Today is my sister’s birthday. She would’ve been 45, if she hadn’t taken her life by suicide eight years ago, almost to the day. I wrote about it on Splice the week it happened, because writing had always been my top form of therapy, it’s how I process everything. This is difficult for many people to understand; I’ve lost friendships in my life to people who can’t handle my blatant honesty. The best ones stay, the trash takes itself out. Too many people put on facades in this world.
My sister Beth was an elephant in the living room person. There are two types of people when a giant elephant’s in a living room: those who politely walk around it, even ignoring the foulest stench of its shit before they’ll discuss something so unpleasant. And then there are those who turn around and exclaim “What the fuck is this elephant doing in the living room!” and then we talk about it. We work it out. It doesn’t matter how painful, ugly, messy or awkward it is, we deal with it.
I’ve never understood or gotten along with the people who walk around elephants, and every single day I miss my sister and her style of communication. She was my best friend, we laughed, we gossiped, we cried, and one of the most important things about her was that she was the glue of our dysfunctional family. She could make everyone laugh even in the most serious circumstances.
Alcoholism, drug addiction, abuse, poverty, religious abuse—we had a lot of elephants in our family living room. I’m not sure how the whole damn safari fit in there, but none of them were too big for my sister to handle, and in her absence, the family has fallen apart. Since her death we lost another of the six siblings, my youngest transgender brother to a heroin overdose, and yet another, a sister, to some weirdo religious cult, we haven’t heard from her in years.

- Recorded information -
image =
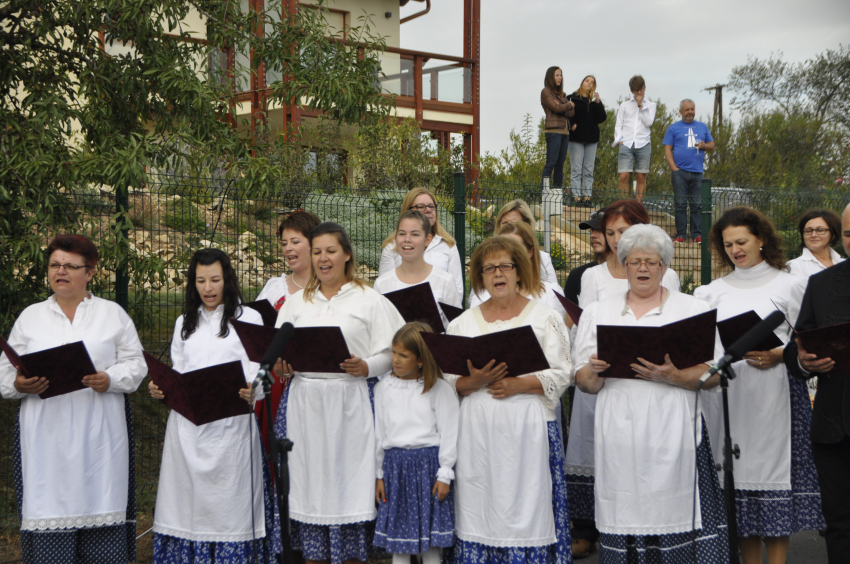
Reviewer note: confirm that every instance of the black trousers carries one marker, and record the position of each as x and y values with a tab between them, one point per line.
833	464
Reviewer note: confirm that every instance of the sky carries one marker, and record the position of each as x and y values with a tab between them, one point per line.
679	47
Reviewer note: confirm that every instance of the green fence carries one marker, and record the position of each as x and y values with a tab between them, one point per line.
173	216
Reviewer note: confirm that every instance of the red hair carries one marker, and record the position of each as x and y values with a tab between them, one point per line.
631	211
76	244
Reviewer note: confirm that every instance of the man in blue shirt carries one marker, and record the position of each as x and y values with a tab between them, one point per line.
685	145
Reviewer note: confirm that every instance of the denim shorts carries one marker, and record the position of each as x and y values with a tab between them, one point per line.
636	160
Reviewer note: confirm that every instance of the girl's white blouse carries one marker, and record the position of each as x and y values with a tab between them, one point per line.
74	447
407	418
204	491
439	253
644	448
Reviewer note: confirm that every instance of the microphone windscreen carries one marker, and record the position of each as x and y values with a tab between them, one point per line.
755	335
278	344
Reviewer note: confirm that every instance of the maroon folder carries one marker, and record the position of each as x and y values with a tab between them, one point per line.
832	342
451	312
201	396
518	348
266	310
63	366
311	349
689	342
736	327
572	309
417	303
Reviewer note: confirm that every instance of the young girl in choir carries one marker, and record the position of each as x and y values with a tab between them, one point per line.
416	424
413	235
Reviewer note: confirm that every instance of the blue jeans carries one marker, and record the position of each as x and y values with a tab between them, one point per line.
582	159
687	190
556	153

==

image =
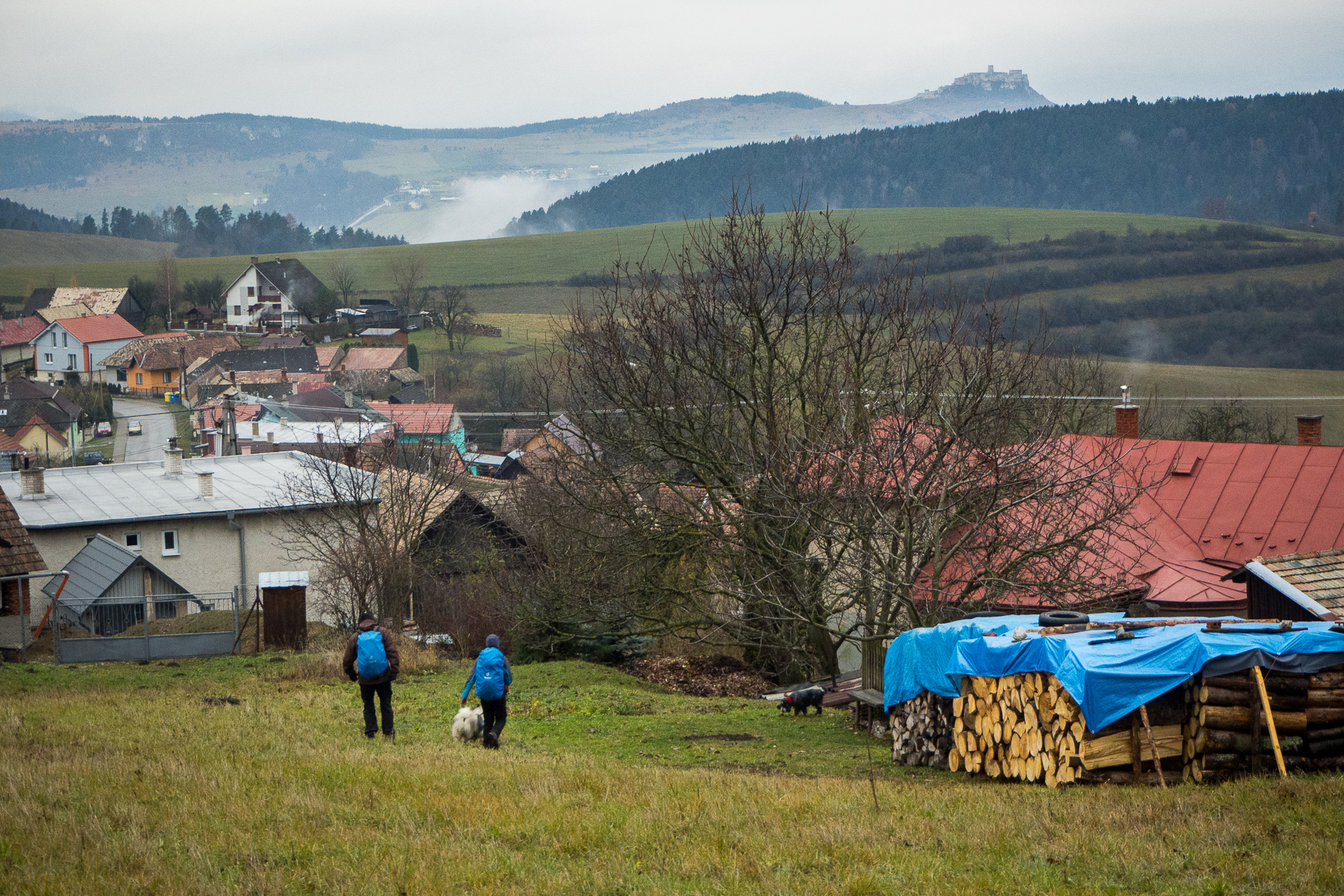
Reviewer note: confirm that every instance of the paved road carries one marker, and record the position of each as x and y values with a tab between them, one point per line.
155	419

- Activity A -
Answer these about the essay about Beth:
(i) How old would the sister have been today?
(ii) On what site did the writer post about her death the week it happened?
(iii) How many siblings were there in the family?
- Activity B -
Reproduce the part of the essay about Beth that opens with the words containing "My sister Beth" and closes with "deal with it.".
The lines play no part in what you are asked to do.

- Output A -
(i) 45
(ii) Splice
(iii) Six

- Output B -
My sister Beth was an elephant in the living room person. There are two types of people when a giant elephant’s in a living room: those who politely walk around it, even ignoring the foulest stench of its shit before they’ll discuss something so unpleasant. And then there are those who turn around and exclaim “What the fuck is this elephant doing in the living room!” and then we talk about it. We work it out. It doesn’t matter how painful, ugly, messy or awkward it is, we deal with it.